#### Written problem:
Return each line from the items below that contains the word "distant", matching case exactly.

#### Task input:
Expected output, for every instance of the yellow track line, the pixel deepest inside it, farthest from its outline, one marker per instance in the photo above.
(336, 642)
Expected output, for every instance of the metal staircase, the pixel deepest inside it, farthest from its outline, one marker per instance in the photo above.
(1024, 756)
==
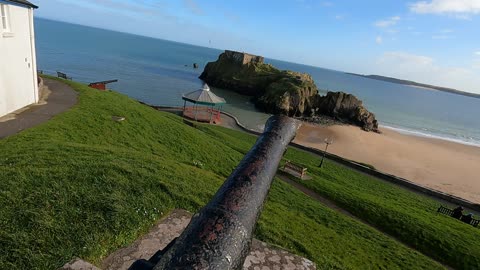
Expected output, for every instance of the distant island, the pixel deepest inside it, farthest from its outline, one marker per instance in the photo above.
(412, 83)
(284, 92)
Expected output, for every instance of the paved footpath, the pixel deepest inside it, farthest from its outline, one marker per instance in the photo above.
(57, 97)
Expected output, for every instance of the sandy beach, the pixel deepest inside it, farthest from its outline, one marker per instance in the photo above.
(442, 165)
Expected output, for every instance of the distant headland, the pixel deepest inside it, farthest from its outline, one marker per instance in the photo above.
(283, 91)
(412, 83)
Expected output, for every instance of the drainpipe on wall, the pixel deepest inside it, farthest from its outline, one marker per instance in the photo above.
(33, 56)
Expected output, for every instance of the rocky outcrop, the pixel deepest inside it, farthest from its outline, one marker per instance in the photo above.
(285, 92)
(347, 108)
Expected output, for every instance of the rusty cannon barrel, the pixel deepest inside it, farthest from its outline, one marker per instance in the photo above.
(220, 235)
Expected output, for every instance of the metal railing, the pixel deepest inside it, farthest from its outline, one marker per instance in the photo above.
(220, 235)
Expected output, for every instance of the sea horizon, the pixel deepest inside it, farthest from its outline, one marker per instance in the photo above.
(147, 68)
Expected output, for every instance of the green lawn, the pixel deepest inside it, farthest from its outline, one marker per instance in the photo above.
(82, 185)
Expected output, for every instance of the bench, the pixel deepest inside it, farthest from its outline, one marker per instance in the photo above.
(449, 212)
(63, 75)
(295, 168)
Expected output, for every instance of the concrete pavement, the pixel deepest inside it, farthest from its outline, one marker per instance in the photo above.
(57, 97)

#### Exercise output:
Expected output, for every instance of the distant island, the pixel deepest inside it, farthest from its outline, one marker per instance in the photo above.
Expected output, for every instance of the distant headland, the pixel deepest inside it, farthest from its outline, one marker per instance in the photo above.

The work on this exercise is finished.